### TASK TO COMPLETE
Repeat exactly the lines of the entries below from the one with "Practice. Identify the long" through the one with "Practice. Identify the blurred", both ends included, and nothing else.

(Collection entries)
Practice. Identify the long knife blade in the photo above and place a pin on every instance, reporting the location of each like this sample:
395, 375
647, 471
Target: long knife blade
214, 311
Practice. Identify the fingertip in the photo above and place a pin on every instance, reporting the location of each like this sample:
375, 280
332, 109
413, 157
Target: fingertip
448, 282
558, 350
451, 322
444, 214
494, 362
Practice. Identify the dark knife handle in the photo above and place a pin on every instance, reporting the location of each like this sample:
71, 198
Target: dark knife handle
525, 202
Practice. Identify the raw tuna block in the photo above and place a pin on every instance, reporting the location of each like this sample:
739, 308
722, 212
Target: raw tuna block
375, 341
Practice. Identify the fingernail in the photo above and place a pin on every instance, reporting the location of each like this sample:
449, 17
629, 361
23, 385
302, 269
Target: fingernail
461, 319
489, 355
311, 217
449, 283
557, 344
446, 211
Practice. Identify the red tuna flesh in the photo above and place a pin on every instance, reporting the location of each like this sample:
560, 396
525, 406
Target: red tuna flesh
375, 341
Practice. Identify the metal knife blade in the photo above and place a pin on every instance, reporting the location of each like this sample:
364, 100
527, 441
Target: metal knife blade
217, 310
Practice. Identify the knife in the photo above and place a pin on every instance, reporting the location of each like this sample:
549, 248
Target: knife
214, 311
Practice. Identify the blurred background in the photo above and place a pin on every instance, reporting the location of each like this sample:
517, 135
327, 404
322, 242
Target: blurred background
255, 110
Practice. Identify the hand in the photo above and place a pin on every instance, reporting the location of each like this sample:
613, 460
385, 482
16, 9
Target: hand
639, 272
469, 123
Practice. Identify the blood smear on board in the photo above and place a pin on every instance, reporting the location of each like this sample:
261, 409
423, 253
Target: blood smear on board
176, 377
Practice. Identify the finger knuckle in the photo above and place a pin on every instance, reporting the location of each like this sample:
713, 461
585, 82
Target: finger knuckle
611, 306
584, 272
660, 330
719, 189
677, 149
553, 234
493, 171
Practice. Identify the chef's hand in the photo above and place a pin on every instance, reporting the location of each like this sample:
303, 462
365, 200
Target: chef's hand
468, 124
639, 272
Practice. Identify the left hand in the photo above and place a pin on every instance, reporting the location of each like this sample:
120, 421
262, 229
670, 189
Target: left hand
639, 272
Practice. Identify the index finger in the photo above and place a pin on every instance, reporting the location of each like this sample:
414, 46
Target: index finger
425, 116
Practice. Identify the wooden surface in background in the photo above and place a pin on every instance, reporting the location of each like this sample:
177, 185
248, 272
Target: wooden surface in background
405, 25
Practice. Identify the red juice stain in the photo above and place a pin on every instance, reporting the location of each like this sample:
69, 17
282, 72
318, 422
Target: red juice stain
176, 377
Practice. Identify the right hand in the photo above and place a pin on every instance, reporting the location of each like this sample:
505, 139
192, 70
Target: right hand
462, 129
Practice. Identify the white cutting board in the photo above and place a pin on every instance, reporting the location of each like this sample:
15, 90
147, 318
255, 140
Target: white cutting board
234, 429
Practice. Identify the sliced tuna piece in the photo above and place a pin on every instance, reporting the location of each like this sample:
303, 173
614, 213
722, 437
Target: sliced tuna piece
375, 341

==

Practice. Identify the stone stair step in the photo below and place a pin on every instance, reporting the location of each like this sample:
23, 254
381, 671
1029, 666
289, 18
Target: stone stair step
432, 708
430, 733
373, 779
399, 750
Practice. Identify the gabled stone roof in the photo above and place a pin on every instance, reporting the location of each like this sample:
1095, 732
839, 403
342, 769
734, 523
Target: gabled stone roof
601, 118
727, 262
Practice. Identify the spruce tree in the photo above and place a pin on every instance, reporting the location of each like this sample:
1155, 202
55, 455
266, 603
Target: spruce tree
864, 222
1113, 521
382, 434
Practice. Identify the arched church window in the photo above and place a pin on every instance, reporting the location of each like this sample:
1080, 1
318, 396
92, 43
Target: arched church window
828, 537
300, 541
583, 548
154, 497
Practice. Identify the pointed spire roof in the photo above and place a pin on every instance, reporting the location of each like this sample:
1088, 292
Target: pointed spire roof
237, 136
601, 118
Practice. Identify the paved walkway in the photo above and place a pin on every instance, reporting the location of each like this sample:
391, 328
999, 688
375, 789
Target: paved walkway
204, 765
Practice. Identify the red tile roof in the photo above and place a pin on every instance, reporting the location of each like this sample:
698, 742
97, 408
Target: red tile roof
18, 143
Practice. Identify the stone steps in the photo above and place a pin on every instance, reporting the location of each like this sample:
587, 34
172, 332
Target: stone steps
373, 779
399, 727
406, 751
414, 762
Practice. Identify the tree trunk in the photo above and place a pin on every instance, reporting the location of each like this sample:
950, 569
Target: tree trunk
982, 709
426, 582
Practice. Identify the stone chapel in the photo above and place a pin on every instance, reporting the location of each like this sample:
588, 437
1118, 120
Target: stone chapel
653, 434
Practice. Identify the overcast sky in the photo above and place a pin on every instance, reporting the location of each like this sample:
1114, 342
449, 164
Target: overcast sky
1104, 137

### ANSWER TO THE PROBLEM
Practice. Identify the long knife blade in the photo above and place a pin on every instance, reporting the location of each like this sample:
395, 375
647, 471
Target: long knife blade
214, 311
Practice. Identify the fingertip in the photo above and place a pin on every instance, reporting the location of each like this sample:
375, 280
332, 109
413, 157
Target: fingertip
448, 282
558, 350
451, 322
444, 214
494, 362
Practice. Identify the dark knife handle in the photo above and place a pin on every instance, reporting the location of each like this sample:
71, 198
Target: dark knife handle
525, 202
Practice. Identify the raw tuna block in the photo above and place a pin on every instance, reporting the location of each like this sample:
739, 308
722, 212
Target: raw tuna block
375, 341
Practice. Identify the fingernail in the photo above and place a pin on every instance, reporting the location of each like this sample:
449, 17
629, 361
23, 385
302, 269
Target: fingernail
461, 319
489, 355
311, 217
449, 283
557, 344
446, 211
Practice. Identify the red tuna flesh in the photo above and place a pin on every instance, reporting the location of each like this sample:
560, 396
525, 406
Target: red tuna flesh
375, 341
Practice. Identify the metal knife blade in the photo above and place a pin on every instance, reporting the location of each like this sample:
364, 100
527, 441
Target: metal knife blade
217, 310
Practice. Identify the knife in the photo above and place a pin on every instance, reporting the location of each like this sample:
549, 248
Target: knife
214, 311
Practice. Identify the blurred background in the photo above and place a pin on every instance, reporting the location of each like this sample:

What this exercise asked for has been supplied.